• TEKS YANG DIBERIKAN:
----------------------------------------

Walau banyak memberi kemudahan, namun ada pula sejumlah dampak negatif yang mengancam privasi data seseorang seperti ancaman doxing dan pemalsuan data yang biasanya menargetkan kelompok masyarakat rentan termasuk para jurnalis – yang tentunya bertentangan dengan hak asasi manusia.

Untuk itulah Uni Eropa mengembangkan General Data Protection Regulation (GDPR) atau aturan yang bertujuan untuk melindungi serta menjaga data privasi dari masing- masing individu.

Elemen-elemen penting yang termuat dalam Modern Data Protection System tersebut berlaku umum dan berlaku horizontal sehingga dapat digunakan di berbagai sektor. Prinsip-prinsipnya bersifat teknologi netral, artinya bisa diterapkan terlepas dari teknologi mana pun yang diadopsi.

Sistem perlindungan data tersebut juga harus bisa memberikan kuasa kepada individu, untuk dapat digunakan sesuai kebutuhannya. Namun demikian, sistem ini juga perlu didukung oleh lembaga pengawas independen yang memiliki enforcement power yang efektif untuk terus menjaga akuntabilitasnya.

Selama tiga tahun penerapannya, GDPR telah berhasil mendorong lahirnya peraturan yang setara antara perusahaan-perusahaan di Uni Eropa maupun non Uni Eropa, dan dapat diaplikasikan untuk menyikapi perkembangan teknologi baru yang dinamis. Institusi bisnis dan sektor publik juga tampak makin terlatih dan berhasil membangun budaya kepatuhan akan perlindungan data pribadi. Selain itu semakin banyak studi yang berhasil dilakukan untuk menunjukkan hubungan penerapan perlindungan data pribadi yang baik dengan kinerja keuangan perusahaan.

Di Indonesia, teknologi digital pun sudah menjadi pendamping hidup bagi masyarakat, mulai dari kegiatan berbelanja, berkomunikasi, bahkan hingga urusan transportasi.

Pemerintah secara fundamental bertanggung jawab dalam memfasilitasi pemanfaatan teknologi informasi. Menurut UU ITE tiga pemangku kepentingan yang memegang peran penting dalam pelaksanaan dunia digital adalah Pemerintah, pelaku sistem elektronik, dan pengguna. Ada dua peran dan tanggung jawab Pemerintah yang fundamental. Pertama adalah memfasilitasi pemanfaat teknologi informasi mencakup penyusunan kebijakan, implementasi kebijakan itu dan memfasilitas infrastruktur. Pemerintah juga wajib mempromosikan dan mengedukasi masyarakat serta melakukan pengawasan.

----------------------------------------

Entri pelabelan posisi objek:
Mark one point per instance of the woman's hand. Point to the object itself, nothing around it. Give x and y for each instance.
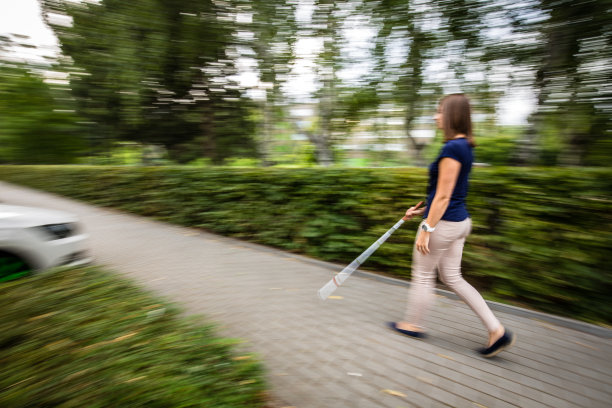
(422, 243)
(412, 211)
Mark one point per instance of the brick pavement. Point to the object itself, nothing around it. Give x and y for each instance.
(338, 353)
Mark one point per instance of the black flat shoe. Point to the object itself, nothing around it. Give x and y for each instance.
(504, 342)
(410, 333)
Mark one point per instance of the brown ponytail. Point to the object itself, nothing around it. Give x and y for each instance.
(456, 117)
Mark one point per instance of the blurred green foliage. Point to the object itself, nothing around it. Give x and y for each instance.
(35, 126)
(86, 338)
(541, 236)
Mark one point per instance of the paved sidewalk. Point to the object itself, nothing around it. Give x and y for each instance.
(338, 353)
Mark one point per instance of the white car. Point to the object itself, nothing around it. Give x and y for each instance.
(33, 239)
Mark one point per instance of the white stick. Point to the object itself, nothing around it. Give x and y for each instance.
(343, 275)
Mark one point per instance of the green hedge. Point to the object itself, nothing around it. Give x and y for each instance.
(83, 337)
(541, 236)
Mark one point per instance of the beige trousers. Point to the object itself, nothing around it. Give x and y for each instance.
(446, 248)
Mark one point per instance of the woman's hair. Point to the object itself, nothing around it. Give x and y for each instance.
(456, 117)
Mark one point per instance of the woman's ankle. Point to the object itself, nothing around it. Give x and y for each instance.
(408, 326)
(496, 335)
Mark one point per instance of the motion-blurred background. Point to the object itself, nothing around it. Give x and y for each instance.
(301, 82)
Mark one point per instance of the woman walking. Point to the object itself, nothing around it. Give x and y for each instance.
(445, 226)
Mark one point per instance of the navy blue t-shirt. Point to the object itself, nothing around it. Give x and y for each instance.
(460, 150)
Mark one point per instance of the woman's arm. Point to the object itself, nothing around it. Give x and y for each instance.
(448, 172)
(447, 178)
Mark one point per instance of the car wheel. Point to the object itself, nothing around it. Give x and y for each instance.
(12, 267)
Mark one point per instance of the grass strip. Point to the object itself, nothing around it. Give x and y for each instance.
(84, 337)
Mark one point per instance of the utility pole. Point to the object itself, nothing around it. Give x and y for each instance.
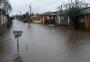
(30, 13)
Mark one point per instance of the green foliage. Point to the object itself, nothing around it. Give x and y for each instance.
(5, 5)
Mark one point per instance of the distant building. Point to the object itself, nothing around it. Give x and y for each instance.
(62, 18)
(48, 18)
(3, 20)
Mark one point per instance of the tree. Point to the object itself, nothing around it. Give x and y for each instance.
(73, 10)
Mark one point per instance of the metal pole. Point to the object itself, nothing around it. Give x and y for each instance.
(17, 45)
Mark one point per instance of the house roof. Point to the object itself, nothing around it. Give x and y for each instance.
(48, 14)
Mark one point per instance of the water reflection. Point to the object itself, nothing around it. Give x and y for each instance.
(18, 58)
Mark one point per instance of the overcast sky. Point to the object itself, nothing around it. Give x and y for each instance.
(38, 6)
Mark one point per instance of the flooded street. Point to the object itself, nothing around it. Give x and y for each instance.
(44, 43)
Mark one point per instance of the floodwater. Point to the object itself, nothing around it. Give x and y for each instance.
(44, 43)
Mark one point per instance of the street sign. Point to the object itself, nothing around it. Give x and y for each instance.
(17, 34)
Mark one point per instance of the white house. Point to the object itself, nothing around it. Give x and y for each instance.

----------------------------------------

• PERSYARATAN TUGAS:
Dalam teks tentang perlindungan data pribadi, siapa saja tiga pemangku kepentingan yang menurut UU ITE memegang peran penting dalam pelaksanaan dunia digital?

• JAWABAN SOAL:
Pemerintah, pelaku sistem elektronik, dan pengguna.